> Text to read:
####################

BIS2 and SMPv2 reliability studies - progress meetings 2024

Europe/Zurich
30/3-023 (CERN)

30/3-023

CERN

12
Show room on map
    • 1
      BISv2 progress meeting - 1 CIBF 30/3-023

      30/3-023

      CERN

      12
      Show room on map

      Results of the CIBF FMECA; statistics of the project, failure rate apportionment to global end-effects; next steps.

      Speaker: Milosz Robert Blaszkiewicz (CERN)

      BISv2 Reliability Study Progress Meeting - 1

      Present: M. Blaszkiewicz, L. Felsberger, C. Martin, I. Romera Ramirez

      Minutes

      The presentation highlighted the main outcomes of the quantitative analysis of the FMECA table.

      Reliability targets

      The BISv2 study is moving into a quite mature form where the reliability targets based on assumptions will become less relevant and focus will move towards the global reliability model. The model needs to have failure rate estimations "plugged in" from all of the studies of individual boards - for that reason it could not have been used earlier.

####################

> Record set:
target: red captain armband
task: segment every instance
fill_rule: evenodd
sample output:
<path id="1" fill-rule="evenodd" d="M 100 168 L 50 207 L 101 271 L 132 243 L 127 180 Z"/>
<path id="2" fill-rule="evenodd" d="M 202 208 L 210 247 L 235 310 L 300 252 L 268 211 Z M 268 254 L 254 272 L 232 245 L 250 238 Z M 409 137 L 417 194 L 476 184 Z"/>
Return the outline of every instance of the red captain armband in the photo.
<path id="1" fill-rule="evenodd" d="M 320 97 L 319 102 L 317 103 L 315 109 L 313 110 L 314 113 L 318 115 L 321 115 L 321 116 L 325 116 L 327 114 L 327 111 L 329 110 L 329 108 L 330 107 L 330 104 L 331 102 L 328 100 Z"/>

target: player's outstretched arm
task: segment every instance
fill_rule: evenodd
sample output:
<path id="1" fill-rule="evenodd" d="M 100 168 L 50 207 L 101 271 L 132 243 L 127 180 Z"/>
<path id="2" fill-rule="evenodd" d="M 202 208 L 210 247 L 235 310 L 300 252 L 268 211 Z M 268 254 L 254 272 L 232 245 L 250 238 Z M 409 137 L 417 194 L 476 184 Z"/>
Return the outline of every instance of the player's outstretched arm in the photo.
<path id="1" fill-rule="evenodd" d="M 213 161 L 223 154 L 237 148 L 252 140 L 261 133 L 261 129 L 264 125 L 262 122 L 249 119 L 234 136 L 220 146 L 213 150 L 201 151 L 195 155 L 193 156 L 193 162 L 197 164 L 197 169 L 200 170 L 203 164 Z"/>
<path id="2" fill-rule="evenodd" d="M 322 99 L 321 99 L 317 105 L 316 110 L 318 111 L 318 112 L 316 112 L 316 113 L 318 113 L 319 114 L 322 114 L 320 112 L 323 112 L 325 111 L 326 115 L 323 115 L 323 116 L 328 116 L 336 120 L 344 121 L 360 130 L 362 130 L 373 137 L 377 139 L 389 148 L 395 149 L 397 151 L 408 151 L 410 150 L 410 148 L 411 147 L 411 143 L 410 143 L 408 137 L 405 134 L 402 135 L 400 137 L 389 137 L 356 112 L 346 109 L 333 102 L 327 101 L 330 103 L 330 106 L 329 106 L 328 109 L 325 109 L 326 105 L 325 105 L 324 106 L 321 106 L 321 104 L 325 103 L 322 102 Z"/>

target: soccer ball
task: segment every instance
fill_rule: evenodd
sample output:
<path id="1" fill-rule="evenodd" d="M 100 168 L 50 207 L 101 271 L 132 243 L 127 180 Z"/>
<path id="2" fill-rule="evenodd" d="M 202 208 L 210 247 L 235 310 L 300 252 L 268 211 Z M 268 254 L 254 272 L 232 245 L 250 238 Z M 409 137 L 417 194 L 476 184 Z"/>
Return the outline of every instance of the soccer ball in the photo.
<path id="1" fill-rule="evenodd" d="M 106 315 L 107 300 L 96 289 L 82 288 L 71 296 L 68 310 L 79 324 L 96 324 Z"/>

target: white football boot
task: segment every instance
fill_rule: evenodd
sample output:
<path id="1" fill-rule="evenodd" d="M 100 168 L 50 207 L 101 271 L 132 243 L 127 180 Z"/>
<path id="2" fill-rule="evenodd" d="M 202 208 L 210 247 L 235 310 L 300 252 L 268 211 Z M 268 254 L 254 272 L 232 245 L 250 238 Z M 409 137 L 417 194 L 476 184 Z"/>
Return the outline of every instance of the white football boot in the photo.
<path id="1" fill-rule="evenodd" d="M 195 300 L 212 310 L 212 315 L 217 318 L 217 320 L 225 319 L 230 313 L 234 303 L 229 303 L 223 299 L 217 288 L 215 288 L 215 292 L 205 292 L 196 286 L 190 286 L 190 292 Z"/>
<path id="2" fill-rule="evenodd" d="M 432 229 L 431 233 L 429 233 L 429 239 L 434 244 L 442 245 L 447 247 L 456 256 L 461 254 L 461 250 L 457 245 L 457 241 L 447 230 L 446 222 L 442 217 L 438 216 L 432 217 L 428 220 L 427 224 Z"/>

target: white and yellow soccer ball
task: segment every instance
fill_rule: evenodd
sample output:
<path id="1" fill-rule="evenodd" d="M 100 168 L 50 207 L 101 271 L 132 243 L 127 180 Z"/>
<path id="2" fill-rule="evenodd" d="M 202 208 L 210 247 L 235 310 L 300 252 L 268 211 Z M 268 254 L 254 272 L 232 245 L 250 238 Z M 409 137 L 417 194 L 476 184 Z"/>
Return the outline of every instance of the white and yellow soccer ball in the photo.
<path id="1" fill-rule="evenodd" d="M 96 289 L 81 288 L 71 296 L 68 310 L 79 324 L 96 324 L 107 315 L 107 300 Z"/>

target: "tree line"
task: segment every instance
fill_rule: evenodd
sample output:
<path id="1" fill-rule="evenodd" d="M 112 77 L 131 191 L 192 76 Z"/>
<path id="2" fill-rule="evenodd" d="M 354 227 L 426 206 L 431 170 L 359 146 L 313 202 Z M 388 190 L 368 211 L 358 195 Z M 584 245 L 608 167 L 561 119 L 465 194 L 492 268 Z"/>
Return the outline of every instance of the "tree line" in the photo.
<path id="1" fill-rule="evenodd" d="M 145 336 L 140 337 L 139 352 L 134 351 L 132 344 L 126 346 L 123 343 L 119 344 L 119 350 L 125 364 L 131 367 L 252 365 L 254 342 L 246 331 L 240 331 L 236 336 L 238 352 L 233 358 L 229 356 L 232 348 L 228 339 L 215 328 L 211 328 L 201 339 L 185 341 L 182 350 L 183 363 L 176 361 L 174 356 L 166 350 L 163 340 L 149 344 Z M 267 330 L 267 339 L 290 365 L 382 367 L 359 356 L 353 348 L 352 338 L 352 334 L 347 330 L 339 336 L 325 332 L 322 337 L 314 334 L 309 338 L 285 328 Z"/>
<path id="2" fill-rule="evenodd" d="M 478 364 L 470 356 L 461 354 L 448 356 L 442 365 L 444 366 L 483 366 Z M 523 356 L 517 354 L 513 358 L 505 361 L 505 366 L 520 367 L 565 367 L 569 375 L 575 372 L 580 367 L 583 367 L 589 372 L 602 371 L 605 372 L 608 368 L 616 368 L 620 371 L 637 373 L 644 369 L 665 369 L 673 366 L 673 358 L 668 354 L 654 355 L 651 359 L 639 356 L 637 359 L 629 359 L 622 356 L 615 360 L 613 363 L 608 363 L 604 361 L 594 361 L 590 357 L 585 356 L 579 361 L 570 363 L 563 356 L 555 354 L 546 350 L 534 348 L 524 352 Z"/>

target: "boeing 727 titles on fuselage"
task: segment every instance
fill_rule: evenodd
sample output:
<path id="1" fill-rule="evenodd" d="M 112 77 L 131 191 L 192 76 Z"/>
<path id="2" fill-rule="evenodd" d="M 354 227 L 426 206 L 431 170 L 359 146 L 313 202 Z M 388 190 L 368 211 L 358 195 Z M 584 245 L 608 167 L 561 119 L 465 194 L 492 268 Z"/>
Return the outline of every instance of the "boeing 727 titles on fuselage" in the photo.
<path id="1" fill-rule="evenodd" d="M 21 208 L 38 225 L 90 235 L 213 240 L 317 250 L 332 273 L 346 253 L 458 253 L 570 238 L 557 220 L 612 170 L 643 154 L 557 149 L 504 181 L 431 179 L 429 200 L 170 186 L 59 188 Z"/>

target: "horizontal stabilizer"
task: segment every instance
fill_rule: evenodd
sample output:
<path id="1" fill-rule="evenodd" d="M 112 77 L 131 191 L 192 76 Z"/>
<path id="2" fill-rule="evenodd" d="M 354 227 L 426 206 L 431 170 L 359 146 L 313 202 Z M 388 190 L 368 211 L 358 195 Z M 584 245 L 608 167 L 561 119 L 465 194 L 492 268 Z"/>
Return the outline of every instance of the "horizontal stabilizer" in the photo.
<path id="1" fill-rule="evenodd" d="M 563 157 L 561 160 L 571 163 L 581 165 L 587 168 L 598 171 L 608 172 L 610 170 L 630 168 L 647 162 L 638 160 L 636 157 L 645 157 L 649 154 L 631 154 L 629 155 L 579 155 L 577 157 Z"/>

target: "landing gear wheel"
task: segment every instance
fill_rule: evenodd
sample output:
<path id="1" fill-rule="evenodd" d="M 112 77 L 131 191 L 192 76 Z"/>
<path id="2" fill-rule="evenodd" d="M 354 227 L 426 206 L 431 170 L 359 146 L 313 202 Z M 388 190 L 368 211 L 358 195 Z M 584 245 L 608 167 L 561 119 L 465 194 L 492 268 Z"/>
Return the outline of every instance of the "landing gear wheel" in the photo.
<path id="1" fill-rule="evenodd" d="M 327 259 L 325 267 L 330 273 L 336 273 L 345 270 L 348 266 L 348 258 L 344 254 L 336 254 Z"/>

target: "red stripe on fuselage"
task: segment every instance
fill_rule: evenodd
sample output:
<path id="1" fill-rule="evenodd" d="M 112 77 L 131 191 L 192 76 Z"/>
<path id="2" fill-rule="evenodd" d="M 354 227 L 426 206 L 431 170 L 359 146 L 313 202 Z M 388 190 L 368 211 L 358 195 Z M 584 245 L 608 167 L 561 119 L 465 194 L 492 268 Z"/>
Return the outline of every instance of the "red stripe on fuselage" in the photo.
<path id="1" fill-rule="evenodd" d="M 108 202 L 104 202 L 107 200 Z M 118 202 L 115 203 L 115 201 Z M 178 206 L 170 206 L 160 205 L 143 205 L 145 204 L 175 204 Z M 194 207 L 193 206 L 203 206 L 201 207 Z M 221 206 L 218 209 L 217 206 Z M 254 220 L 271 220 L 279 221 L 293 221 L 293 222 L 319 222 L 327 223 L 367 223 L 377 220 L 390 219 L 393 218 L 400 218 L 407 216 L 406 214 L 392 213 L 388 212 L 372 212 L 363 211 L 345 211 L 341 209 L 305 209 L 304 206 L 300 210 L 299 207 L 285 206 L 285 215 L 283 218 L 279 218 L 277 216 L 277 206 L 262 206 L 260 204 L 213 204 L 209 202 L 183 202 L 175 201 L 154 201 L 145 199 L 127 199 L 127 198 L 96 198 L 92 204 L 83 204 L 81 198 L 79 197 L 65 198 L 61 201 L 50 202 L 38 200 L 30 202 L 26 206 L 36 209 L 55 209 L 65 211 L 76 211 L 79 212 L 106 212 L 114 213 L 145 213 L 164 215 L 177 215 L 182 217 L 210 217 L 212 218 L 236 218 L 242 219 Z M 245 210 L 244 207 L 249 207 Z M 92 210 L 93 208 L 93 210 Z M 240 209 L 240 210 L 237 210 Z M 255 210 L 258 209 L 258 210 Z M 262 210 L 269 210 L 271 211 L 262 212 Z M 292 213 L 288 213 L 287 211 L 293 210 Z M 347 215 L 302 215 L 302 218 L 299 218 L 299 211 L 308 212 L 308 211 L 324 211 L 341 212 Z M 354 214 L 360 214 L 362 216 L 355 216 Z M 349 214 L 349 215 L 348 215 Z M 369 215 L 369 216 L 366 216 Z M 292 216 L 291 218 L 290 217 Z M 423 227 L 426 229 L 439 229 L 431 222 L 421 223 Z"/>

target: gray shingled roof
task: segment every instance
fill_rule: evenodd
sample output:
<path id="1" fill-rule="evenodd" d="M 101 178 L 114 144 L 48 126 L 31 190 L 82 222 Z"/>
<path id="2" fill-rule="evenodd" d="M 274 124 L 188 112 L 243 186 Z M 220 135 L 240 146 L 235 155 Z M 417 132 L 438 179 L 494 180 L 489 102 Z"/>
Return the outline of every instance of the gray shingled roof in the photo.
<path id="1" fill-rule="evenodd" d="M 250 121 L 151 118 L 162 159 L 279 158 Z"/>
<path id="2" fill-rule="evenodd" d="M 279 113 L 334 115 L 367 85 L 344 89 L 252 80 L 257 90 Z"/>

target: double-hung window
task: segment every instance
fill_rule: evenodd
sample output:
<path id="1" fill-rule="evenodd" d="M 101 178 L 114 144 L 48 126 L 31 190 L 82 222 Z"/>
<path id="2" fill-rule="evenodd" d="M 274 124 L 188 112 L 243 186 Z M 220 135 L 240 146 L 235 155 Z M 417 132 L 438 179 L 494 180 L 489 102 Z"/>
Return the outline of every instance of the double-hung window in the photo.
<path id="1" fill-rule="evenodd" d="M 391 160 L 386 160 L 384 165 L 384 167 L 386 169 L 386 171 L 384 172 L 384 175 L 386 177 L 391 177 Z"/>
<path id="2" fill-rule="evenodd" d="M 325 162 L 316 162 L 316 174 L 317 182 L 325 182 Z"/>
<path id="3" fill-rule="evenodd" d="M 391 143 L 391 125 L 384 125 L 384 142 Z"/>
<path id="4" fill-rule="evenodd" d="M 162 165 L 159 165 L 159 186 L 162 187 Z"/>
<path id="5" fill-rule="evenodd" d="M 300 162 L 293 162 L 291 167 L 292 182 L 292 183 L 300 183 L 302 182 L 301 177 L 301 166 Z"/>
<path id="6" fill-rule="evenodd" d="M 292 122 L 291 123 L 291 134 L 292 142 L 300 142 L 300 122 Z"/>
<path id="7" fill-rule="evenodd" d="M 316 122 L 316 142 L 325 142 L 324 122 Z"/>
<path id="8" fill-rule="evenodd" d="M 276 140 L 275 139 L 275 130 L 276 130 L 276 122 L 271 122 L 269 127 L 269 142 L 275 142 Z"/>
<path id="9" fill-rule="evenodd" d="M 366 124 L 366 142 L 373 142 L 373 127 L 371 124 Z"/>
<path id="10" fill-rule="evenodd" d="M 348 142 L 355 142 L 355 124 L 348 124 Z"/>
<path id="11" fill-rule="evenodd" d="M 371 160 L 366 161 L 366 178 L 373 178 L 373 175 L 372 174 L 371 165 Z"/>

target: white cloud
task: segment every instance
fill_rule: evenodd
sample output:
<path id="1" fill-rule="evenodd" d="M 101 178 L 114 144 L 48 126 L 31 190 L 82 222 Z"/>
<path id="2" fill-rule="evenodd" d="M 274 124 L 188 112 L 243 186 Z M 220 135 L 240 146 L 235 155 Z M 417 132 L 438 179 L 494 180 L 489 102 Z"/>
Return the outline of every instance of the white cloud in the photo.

####################

> Exercise tasks:
a: Set down the stretch of the BISv2 reliability meeting page from "Results of the" through "Robert Blaszkiewicz (CERN)", word for word.
b: Resume the BISv2 reliability meeting page after its last sentence and keep the minutes going.

> Responses for each task:
a:
Results of the CIBF FMECA; statistics of the project, failure rate apportionment to global end-effects; next steps.

      Speaker: Milosz Robert Blaszkiewicz (CERN)

b:
      Nonetheless, the presentation features a quick recap of the targets calculated for the CIBU board - which can be considered equivalent in many ways. 

      Preliminary results

      These are based on the first iteration. They clearly show that the most dangerous end effect, i.e., blind failures, do not have a high failure rate. Remaining categories are also within the range of values established for other boards.

      Blind failures

      The following section of the presetation deals with the blind failures in more detail. Discussion of their locations in both, CIBU and CIBF led to many interesting take-aways:

      • FITS number for the inverter: https://assets.nexperia.com/documents/quality-document/74LVT14D_Nexperia_Product_Reliability.pdf
      • RL1C stuck to position 5 is used for testing if the board is stuck to one state only. Impossible to fail until a number of things go wrong.
      • Optocoupler stuck to low signal: because there is another inverter that is not shown in the picture. Whether it’s a common problem or not - that’s another question.
      • Inverters role:
        • Isolation (preventing fault propagation),
        • Replenishing the power of the physical signal and reduce the power that is pulled from the output of the upstream devices (so that they are less stressed).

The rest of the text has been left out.